**EXERCISE:** In the code review thread about the optimization remark emitter, repeat word for word the passage between "The way to avoid" and "and LI overhead.", inclusive.

**TEXT EXCERPT:**
——————

The way to avoid this is to construct ORE without going through the pass manager. Grep for OptimizationRemarkEmitter ORE for various passes that already do this (though the reason is different in some cases -- there are some analysis preservation concerns with loop passes).
Okay, sorry about that. Thanks for reverting my commit. I will use a unique_ptr and wait for another approval.
reverting type of ORE from OptimizationRemarkEmitter * back to std::unique_ptr<OptimizationRemarkEmitter> and constructing it in AtomicExpand to avoid DTC and LI overhead.
You also need to drop the getAnalysisUsage() change, otherwise the pass manager will still create the ORE itself.
PS: This revision still has incorrectly configured permissions, which prevents me from leaving line comments. Revisions on this Phabricator instance should always be publicly writable.

——————

[Extracted data entries]
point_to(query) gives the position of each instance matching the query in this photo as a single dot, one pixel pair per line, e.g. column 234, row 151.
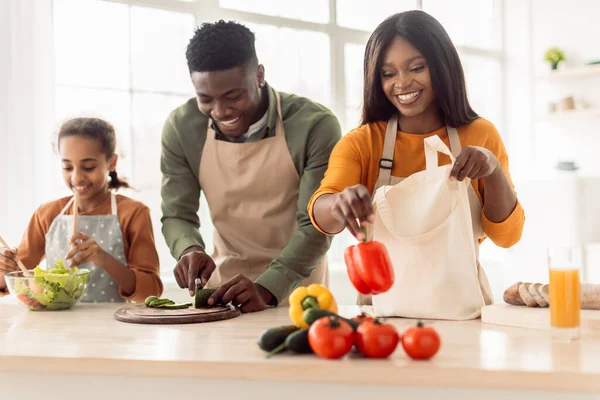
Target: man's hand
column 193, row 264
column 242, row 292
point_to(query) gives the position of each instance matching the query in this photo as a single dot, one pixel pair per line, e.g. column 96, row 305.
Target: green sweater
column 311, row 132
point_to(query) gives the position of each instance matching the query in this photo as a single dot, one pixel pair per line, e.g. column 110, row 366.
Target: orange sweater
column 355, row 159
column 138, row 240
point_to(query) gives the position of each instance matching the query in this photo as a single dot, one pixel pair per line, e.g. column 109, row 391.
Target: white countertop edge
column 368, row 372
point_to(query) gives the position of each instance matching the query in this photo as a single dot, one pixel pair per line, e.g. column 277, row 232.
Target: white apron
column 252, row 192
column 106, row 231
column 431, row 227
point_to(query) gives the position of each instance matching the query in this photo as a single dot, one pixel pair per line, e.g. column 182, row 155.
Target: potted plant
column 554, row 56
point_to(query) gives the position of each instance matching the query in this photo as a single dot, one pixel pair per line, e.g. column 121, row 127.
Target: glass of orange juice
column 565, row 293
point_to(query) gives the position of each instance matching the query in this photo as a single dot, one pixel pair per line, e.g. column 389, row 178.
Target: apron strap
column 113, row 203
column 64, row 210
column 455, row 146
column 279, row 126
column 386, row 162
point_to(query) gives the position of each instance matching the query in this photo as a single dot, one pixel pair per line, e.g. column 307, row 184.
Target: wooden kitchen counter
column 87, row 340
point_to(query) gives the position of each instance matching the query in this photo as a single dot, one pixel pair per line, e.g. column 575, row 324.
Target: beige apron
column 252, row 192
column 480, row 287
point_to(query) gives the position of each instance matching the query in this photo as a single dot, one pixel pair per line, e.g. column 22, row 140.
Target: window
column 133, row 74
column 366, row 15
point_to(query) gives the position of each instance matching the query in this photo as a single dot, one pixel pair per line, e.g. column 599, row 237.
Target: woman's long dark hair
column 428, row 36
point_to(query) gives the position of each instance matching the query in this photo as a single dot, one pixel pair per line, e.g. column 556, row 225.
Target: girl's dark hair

——————

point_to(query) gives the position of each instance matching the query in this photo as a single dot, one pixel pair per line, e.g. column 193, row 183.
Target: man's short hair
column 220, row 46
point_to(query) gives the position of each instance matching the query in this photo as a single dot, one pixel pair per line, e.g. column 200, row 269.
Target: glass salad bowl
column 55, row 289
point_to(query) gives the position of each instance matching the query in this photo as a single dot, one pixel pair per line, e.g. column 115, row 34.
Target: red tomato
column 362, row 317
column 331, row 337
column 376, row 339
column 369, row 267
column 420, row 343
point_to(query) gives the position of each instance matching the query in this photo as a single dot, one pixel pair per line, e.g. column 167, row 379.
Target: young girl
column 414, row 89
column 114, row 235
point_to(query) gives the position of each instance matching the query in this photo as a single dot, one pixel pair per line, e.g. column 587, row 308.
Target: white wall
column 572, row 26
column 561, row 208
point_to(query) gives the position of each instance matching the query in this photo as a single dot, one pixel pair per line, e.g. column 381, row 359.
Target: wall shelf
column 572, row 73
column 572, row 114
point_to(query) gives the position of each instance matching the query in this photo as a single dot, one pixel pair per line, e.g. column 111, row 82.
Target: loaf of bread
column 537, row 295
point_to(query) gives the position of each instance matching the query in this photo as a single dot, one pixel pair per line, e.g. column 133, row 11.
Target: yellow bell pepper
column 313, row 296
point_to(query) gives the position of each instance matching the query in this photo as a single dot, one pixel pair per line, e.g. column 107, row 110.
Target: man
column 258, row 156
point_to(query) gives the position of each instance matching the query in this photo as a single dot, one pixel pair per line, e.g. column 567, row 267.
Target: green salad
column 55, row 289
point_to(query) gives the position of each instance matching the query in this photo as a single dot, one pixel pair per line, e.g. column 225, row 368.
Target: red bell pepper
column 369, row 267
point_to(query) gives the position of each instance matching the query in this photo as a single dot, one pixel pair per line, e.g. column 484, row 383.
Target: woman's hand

——————

**WRITTEN ANSWER:**
The way to avoid this is to construct ORE without going through the pass manager. Grep for OptimizationRemarkEmitter ORE for various passes that already do this (though the reason is different in some cases -- there are some analysis preservation concerns with loop passes).
Okay, sorry about that. Thanks for reverting my commit. I will use a unique_ptr and wait for another approval.
reverting type of ORE from OptimizationRemarkEmitter * back to std::unique_ptr<OptimizationRemarkEmitter> and constructing it in AtomicExpand to avoid DTC and LI overhead.